START Supplied data
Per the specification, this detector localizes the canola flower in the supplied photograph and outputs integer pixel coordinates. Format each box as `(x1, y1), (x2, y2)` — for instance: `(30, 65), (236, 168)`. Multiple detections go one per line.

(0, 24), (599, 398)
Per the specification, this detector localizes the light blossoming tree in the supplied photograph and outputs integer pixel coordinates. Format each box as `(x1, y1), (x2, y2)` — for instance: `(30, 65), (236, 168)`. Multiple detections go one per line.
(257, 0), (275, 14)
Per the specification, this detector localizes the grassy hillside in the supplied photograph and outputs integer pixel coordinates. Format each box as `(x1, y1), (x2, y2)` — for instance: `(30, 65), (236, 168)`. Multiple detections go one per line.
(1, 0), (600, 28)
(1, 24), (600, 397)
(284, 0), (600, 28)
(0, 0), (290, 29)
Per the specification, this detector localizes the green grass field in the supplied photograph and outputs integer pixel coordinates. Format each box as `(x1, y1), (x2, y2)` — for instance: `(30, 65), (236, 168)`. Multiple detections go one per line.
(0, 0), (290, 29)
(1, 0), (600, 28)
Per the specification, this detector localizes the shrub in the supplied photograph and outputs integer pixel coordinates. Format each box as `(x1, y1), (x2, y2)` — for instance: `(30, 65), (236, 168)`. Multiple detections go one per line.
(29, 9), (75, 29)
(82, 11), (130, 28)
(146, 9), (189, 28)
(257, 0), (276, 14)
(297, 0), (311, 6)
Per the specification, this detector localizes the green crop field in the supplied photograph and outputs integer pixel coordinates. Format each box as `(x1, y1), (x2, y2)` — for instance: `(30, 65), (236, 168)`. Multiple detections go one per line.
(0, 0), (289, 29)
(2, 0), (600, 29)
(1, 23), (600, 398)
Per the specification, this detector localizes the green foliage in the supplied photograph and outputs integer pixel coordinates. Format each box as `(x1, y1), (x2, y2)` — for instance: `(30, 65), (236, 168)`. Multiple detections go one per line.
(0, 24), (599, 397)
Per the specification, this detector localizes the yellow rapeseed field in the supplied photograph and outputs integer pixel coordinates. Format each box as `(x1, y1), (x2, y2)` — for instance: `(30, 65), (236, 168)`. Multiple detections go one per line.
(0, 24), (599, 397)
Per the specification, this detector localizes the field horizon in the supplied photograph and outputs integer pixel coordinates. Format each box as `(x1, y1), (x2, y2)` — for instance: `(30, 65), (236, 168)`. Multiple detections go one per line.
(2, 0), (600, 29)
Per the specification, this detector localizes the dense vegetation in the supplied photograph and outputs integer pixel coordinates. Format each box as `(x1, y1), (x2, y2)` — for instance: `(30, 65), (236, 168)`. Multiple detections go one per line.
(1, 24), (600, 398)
END Supplied data
An exact repeat of the lines from the one containing "Per the specification, this detector localizes the yellow" through the final line above, both included, is the whole answer.

*Result*:
Per the specification, this detector localizes the yellow rapeseed field in the supplied photograph and outputs integer pixel coordinates. Format each box as `(x1, y1), (x2, y2)` — for instance: `(30, 65), (236, 168)`. Multiple detections go one per line.
(0, 24), (599, 397)
Per the specification, this detector localizes the field horizon in the supplied photograph and outputs integer pixel coordinates. Format each box as `(x1, y1), (x2, y2)` — for instance: `(30, 65), (236, 168)`. Multiple detections go one per line.
(2, 0), (600, 29)
Per the specification, this detector localizes the dense vegetation in the supplied photograph and outputs integer pixel coordinates. Format each box as `(x1, y1), (x2, y2)` — for instance: `(30, 65), (236, 168)`. Multiple detections go one per line.
(1, 24), (600, 398)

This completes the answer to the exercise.